**Extracted material**

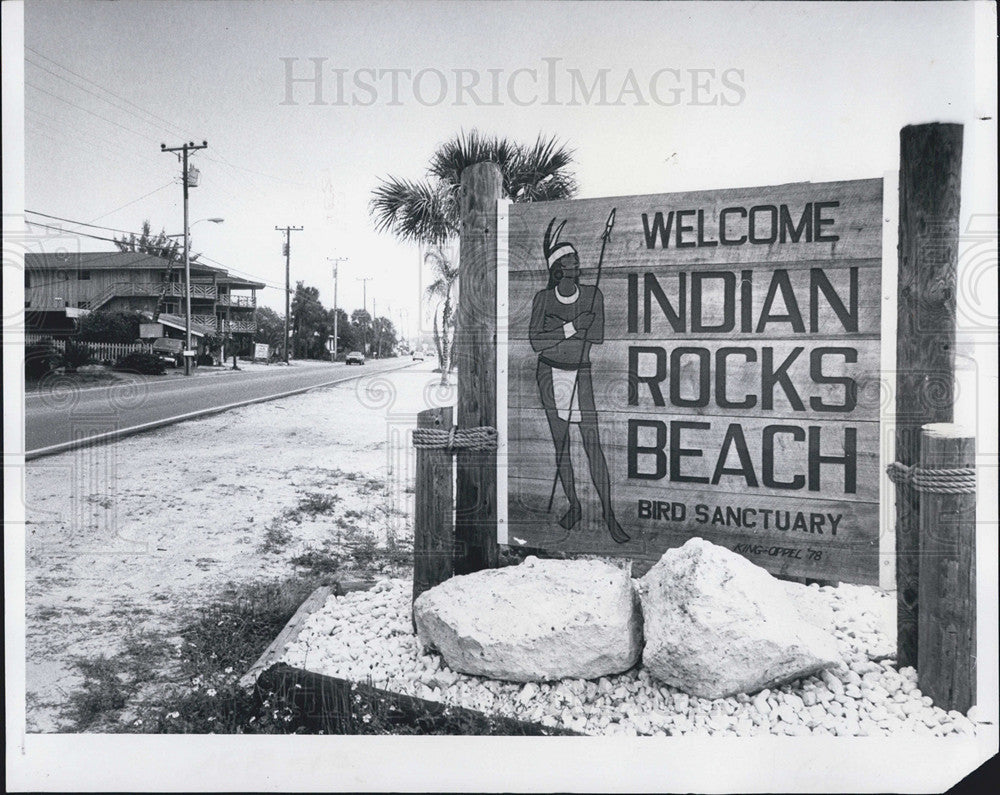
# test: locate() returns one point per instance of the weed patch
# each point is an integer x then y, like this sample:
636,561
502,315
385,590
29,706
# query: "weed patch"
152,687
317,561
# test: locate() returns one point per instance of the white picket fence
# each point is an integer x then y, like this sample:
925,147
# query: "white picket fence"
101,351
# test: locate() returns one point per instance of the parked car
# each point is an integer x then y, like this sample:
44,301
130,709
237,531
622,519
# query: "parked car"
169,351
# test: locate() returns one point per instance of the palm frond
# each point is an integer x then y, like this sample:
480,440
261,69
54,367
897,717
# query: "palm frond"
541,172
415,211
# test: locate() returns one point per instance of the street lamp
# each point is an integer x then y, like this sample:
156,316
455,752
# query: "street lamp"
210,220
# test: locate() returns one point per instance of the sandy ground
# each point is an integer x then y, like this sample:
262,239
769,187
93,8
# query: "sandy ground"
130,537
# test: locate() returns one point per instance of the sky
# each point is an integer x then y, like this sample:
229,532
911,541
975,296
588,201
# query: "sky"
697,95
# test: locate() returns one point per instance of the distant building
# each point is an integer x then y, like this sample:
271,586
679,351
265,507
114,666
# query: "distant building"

**Exercise prompt**
Each entry should be repeated exactly as it appears; the pictures stay out.

**Answer to this task**
# test: locate() returns one point per instance of the weed patch
# each point is an integer x then y, like this sample:
636,561
502,315
385,590
29,706
# query: "weed patch"
152,687
317,561
# test: locate() returns one point per instance of the white picket fence
# each point is an integer x then y, like this sample:
925,147
# query: "white picket fence"
101,351
# test: locate() returns one point per instance of the parked car
# each point is an integer x then y, like this sample:
44,301
130,709
237,531
622,519
# query: "parked car"
169,351
# test: locate() returns one point per instance of the palm frond
# each point is an integer x then y, like this sample:
480,440
261,69
54,367
897,717
# query: "palm frond"
541,172
415,211
# test: locate() returns one point per instance of the street lamp
# each point is an integer x then y, like this sample:
156,316
455,752
# query: "street lamp"
210,220
# test: locate() returns one point per instance of the sandy ground
# each point is an integer x then y, like this sample:
262,239
769,187
93,8
# query: "sandy ground"
130,537
# test: locate() returns one point per instance of the sky
# each point is an integer x then y, like this sample:
229,532
911,541
975,296
588,201
# query: "sky"
697,95
# test: locate() returns one point per instance of the distant building
# each point is an integer x then y, like this sample:
271,586
679,351
265,507
114,666
# query: "distant building"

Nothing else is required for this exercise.